**AIM OF THE TASK**: How many lines below contain the string "instance"? Reply with the figure and no further words.

Stored items
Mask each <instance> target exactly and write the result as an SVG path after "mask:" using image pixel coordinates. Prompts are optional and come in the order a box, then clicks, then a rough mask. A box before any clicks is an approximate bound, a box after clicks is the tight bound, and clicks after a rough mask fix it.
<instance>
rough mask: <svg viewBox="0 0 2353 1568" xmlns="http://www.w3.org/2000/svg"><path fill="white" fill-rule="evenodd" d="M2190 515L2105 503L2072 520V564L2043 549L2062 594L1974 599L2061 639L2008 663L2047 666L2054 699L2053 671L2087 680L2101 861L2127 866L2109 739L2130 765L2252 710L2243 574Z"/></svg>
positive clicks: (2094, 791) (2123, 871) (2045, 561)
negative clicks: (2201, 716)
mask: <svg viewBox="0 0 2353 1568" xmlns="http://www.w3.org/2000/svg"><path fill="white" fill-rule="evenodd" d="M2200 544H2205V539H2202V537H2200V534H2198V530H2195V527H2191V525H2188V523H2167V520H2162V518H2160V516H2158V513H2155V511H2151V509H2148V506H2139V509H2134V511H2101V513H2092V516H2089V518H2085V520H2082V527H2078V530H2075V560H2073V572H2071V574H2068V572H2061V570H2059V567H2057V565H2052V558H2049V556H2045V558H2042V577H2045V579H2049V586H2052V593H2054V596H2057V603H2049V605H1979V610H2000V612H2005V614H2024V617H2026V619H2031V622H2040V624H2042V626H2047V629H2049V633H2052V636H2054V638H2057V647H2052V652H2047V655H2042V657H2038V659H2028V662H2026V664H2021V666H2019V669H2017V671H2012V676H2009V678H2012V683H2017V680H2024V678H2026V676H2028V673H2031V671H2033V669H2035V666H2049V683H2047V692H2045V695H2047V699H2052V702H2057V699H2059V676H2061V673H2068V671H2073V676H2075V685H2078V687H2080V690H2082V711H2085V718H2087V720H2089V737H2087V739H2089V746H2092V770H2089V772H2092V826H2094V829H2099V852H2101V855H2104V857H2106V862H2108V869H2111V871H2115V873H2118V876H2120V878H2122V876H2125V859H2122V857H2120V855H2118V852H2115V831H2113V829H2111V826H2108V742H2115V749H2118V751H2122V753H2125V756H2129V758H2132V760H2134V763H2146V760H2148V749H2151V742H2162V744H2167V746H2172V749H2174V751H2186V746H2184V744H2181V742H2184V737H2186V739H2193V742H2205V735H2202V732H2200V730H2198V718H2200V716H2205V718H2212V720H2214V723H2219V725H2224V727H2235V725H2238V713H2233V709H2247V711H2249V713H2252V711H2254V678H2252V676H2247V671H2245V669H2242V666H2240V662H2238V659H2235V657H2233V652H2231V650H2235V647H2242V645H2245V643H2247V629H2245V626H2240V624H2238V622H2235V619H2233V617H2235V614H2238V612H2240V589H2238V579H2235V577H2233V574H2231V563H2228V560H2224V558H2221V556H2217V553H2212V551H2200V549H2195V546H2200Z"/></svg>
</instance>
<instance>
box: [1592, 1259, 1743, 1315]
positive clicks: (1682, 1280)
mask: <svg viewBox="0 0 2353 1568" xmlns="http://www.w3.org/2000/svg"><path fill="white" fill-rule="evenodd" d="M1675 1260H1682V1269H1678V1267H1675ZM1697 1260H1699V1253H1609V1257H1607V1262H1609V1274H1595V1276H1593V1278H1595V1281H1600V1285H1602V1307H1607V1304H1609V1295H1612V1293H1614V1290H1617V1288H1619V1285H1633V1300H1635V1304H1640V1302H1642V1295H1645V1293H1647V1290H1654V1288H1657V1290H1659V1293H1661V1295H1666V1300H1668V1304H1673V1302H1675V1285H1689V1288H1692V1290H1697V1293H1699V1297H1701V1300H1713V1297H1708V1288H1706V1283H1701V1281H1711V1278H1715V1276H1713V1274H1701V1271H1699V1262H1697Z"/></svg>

**SOLUTION TO THIS TASK**: 4